SOURCE DOCUMENT start

It’s a glorious day out there today.  I had trouble sleeping last night, so I woke up late, but felt good when I did wake up.  The cats were snuggled around me and the baby house finches were cheeping in their nest under the awning.

F’zer got up early to go to an all-day meeting, and Vengeant was in his room doing whatever Vengeants do, so the house was pretty quiet when I finally decided to get my lazy fanny out of bed.  I took a nice long shower and ate a really late breakfast and as the song says, everything’s going my way.

So I don’t feel too bad about the fact that the cat box needs cleaning and something I can’t find in the kitchen smells.  I will get that all cleaned up today and will no doubt enjoy it.

Still, smushing down the garbage in the kitchen wastebasket and putting it by the cat box to remind me to scoop the box before I take out the trash reminded me that F’zer’s beloved compost container is overflowing (I checked, though, that’s not what smells).  And that got me to musing about F’zer’s…  um, dedication to recycling.

SOURCE DOCUMENT end

● **GIVEN PROBLEM A**: Copy out the records line for line, starting at the line containing "the glove fingertip." and ending at the final line of the records.

GIVEN INFORMATION start

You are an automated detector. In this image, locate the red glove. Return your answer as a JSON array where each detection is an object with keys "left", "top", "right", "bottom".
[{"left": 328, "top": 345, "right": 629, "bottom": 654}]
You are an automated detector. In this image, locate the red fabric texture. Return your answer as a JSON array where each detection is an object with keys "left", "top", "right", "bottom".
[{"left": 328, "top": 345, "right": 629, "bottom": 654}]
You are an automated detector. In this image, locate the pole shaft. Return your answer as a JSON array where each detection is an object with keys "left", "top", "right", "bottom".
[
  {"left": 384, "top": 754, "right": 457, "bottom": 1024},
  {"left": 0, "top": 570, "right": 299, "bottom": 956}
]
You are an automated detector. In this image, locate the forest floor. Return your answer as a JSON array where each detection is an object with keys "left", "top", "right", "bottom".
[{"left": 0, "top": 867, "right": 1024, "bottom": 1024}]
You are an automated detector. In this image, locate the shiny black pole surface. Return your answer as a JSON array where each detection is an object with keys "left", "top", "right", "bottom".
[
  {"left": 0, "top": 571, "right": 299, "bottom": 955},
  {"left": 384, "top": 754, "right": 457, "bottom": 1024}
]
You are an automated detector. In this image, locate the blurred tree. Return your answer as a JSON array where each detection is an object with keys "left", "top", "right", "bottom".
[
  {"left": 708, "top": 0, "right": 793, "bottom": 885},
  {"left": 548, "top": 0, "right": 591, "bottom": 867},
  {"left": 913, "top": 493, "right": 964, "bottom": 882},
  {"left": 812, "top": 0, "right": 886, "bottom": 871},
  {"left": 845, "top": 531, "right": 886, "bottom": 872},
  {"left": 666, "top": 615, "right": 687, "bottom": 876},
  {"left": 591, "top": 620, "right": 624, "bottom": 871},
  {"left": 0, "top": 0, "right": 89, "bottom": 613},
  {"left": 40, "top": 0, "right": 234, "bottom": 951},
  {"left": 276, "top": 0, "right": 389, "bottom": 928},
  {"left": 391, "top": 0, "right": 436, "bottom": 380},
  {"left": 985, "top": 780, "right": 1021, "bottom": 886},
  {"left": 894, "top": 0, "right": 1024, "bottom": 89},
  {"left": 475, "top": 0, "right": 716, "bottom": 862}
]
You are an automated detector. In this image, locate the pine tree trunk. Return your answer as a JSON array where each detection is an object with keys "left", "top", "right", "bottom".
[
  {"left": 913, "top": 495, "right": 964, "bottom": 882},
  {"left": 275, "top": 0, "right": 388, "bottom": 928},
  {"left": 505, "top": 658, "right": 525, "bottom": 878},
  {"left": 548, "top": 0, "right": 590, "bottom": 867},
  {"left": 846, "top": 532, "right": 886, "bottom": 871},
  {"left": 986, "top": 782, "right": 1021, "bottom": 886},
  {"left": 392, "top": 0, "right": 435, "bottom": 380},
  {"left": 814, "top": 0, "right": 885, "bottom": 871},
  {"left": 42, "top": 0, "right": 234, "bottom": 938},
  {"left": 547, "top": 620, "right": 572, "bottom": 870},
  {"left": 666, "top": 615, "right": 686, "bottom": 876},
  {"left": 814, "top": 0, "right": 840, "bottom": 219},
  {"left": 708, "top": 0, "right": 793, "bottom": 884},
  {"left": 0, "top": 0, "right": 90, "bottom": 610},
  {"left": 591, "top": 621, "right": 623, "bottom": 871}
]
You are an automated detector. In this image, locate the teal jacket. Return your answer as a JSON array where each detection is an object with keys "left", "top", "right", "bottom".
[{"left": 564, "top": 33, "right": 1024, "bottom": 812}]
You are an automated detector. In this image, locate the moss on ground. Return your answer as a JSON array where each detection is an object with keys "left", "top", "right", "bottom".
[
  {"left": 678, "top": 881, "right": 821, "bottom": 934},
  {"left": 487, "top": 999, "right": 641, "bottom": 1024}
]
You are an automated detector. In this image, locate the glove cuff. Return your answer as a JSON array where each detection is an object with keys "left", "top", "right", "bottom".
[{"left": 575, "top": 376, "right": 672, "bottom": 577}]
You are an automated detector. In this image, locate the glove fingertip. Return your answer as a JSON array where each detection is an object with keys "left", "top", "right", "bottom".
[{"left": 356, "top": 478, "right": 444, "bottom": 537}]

GIVEN INFORMATION end

● **GIVEN PROBLEM B**: Write the next part of the post about the quiet morning at home, picking up after its last sentence.

● **WRITTEN RESPONSE A**:
You are an automated detector. In this image, locate the glove fingertip. Return your answer as a JSON array where each detection is an object with keys "left", "top", "right", "bottom".
[{"left": 356, "top": 478, "right": 444, "bottom": 537}]

● **WRITTEN RESPONSE B**:
OK, let’s say it, F’zer is a NUT about recycling.  I mean, and I truthfully am not making this up, when he saw that story on the news about the kid who claimed that his teacher made him pee in a Gatorade bottle, the first comment out of F’zer’s mouth was “And he just threw the bottle in the trash instead of rinsing it out and recycling it!”  F’zer will go through a wastebasket that is 90% wads of tissue and 10% subscription cards from magazines and carefully separate out the cards so they can be recycled.  He doesn’t want to throw anything out that he thinks we could recycle or donate to the Salvation Army, and I have had to explain to him that the Salvation Army only wants good, resellable stuff, not worn-out items  that might possibly still have use as a rag for wiping off a greasy oil dipstick, if you weren’t too concerned about whether the oil actually stuck to the rag.  (It goes without saying that we have a large plastic bin in the laundry room into which remnants of old towels and underwear and worn-out socks get carefully stashed for use as rags, and I have had to put my foot down to keep him from trying to wash every dirty rag he ever uses.  At least he no longer brings bags of rags home from work to wash.)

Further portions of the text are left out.